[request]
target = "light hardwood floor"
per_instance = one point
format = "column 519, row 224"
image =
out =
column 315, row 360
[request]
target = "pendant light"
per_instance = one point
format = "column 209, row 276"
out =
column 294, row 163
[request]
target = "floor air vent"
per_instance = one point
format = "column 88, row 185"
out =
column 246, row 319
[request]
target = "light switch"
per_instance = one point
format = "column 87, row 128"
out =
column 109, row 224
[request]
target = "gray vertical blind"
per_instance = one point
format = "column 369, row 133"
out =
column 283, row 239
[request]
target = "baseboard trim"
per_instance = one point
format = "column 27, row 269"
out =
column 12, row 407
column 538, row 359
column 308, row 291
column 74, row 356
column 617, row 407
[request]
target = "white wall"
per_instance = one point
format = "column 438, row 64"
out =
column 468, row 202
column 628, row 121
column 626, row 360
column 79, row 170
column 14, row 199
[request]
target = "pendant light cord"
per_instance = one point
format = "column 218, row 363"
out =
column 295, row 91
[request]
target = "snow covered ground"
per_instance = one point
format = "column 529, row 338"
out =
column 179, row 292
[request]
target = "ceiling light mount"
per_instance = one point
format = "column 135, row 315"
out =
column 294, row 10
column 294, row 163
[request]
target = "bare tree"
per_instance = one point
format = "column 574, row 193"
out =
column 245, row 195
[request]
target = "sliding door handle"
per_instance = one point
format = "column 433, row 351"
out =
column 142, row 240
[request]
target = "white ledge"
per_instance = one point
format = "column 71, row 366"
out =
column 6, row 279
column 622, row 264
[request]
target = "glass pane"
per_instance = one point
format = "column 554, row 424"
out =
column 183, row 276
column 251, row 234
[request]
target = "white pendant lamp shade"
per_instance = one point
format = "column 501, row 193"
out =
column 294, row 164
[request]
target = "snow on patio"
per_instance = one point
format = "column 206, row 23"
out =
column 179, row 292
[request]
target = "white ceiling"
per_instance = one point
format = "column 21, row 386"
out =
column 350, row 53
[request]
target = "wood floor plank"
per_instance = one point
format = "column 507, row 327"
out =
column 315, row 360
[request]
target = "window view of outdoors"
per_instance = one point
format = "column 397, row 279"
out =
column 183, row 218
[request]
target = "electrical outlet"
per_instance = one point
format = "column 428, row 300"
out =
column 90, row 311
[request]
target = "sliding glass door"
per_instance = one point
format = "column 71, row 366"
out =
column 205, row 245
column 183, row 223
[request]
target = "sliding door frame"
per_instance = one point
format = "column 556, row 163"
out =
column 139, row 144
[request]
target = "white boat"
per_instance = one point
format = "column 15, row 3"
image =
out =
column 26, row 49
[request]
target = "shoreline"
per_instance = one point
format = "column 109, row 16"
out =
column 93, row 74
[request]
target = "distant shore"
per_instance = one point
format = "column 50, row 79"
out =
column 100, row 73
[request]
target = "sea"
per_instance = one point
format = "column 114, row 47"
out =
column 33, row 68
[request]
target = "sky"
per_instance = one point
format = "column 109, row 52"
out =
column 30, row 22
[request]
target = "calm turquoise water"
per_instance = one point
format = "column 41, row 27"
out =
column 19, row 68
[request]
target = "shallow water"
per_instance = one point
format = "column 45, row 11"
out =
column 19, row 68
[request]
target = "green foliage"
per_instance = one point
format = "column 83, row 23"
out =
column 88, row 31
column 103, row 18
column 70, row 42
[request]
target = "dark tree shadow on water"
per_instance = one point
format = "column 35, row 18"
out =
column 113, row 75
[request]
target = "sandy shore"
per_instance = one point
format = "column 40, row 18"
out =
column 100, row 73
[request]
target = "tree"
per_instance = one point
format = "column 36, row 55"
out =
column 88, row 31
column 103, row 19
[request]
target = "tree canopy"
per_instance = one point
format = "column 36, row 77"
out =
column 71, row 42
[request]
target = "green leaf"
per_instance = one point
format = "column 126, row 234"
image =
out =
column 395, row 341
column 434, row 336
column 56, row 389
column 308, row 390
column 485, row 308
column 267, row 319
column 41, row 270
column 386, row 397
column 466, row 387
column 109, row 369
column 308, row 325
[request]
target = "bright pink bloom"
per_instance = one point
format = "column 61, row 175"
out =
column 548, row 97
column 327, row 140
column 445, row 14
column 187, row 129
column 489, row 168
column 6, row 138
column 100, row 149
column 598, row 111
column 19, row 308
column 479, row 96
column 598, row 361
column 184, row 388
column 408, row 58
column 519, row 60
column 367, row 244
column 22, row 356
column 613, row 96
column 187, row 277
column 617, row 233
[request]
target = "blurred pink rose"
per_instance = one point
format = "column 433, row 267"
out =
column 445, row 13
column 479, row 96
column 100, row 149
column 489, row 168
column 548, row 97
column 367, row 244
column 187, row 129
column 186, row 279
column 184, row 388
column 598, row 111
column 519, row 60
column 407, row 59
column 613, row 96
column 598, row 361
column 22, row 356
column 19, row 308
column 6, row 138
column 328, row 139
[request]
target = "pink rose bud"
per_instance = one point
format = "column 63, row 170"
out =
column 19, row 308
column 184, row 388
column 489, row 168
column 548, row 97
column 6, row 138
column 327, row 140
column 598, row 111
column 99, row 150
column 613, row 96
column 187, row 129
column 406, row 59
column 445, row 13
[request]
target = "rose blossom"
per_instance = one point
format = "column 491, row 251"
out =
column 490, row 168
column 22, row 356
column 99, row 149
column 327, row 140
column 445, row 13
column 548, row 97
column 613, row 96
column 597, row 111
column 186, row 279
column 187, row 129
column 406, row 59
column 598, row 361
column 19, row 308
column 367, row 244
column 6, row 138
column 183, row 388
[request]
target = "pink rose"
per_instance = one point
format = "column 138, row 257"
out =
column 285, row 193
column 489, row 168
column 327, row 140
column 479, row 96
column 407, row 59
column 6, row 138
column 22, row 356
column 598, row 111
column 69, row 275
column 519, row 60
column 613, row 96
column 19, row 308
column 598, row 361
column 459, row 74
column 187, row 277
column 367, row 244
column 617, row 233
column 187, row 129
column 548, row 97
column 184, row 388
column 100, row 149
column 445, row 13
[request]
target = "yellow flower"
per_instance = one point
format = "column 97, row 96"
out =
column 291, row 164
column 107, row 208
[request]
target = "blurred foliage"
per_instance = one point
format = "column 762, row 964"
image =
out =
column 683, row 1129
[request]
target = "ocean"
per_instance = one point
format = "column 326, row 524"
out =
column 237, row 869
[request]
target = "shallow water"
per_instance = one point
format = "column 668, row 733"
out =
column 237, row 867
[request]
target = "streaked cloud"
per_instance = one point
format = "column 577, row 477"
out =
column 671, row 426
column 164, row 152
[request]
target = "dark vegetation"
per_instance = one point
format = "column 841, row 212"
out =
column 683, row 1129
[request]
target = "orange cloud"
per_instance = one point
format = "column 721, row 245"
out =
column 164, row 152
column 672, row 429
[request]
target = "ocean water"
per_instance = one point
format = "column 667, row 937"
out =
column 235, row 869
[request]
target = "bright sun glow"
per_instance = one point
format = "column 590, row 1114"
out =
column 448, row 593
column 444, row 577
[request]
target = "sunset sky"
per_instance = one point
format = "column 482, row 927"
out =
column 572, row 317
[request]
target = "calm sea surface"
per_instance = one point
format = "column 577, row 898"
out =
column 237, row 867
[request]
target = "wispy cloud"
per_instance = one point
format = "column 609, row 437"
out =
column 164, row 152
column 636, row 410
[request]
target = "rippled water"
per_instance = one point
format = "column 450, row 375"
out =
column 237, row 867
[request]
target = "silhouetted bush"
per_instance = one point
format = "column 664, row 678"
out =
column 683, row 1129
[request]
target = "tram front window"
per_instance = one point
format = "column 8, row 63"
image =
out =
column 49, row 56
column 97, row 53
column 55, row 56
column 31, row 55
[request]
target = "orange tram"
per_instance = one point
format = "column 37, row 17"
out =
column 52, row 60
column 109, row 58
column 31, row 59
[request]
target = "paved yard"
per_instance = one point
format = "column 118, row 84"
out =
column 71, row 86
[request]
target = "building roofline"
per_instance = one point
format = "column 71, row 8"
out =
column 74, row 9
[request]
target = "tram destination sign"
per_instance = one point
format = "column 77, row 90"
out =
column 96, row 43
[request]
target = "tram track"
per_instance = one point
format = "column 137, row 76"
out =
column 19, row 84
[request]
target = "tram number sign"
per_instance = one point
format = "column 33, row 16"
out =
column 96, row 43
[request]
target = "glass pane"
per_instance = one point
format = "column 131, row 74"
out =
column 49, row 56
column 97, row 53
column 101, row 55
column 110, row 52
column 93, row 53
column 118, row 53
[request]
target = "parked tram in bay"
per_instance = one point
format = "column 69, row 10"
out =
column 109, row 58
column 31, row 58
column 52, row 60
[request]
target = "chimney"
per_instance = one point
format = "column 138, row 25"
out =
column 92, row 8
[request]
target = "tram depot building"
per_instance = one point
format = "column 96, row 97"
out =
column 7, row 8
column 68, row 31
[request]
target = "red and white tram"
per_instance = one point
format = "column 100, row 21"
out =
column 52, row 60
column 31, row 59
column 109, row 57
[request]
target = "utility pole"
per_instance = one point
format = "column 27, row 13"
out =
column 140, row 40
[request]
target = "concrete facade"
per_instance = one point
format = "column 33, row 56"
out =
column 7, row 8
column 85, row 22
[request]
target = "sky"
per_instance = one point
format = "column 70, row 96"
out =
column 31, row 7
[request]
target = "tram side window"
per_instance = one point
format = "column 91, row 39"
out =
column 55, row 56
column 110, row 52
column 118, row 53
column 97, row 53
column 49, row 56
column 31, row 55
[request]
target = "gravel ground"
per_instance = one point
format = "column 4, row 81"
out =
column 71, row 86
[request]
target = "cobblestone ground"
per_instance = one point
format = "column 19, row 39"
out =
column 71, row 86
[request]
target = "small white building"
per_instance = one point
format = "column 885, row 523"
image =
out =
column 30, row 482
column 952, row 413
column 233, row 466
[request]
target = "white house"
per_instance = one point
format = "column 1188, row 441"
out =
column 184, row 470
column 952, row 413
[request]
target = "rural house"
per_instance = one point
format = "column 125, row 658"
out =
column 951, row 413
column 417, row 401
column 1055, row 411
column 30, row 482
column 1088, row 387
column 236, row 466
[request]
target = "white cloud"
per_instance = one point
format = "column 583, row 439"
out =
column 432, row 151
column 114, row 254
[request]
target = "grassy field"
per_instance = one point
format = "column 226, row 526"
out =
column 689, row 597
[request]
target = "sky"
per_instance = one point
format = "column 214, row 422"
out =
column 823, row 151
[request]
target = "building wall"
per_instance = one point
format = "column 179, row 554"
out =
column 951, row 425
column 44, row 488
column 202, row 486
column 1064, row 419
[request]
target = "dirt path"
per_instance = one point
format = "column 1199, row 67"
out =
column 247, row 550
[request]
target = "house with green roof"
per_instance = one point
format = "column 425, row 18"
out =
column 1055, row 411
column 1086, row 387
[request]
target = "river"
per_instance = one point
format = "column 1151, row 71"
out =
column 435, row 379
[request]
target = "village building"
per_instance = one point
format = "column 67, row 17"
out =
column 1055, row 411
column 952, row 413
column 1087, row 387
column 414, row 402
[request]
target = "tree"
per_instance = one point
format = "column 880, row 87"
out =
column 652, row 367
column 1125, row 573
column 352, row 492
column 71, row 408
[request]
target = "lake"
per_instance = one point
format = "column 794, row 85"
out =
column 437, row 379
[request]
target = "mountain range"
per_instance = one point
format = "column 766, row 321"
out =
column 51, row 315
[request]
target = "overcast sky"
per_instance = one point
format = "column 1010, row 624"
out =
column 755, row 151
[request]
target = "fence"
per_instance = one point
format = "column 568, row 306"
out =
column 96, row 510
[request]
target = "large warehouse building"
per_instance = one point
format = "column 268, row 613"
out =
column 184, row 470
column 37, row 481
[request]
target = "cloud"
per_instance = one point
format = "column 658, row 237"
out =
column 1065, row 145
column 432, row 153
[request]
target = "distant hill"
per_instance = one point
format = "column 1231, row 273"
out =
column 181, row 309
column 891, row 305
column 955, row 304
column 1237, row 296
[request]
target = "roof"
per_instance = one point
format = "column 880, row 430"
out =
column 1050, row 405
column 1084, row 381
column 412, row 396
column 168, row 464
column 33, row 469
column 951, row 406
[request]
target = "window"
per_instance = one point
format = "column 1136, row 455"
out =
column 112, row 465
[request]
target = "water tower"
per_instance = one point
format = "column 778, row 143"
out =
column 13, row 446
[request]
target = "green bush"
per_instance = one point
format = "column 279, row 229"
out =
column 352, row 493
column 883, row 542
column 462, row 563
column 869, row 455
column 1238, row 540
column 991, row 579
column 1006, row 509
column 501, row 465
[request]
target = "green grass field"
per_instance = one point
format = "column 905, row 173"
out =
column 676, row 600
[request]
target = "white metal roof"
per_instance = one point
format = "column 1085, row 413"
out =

——

◆ What you will do:
Reproduce the entries as a numbered list, starting with the first line and going on through the line that contains "column 246, row 319", and leave out any blank lines.

◆ The response:
1. [request]
2. target = "light hardwood floor"
3. per_instance = one point
4. format = "column 519, row 224"
5. image =
6. out =
7. column 315, row 360
8. [request]
9. target = "pendant light"
10. per_instance = one point
11. format = "column 209, row 276"
12. out =
13. column 294, row 163
14. [request]
15. target = "floor air vent"
16. per_instance = one point
17. format = "column 88, row 185"
18. out =
19. column 246, row 319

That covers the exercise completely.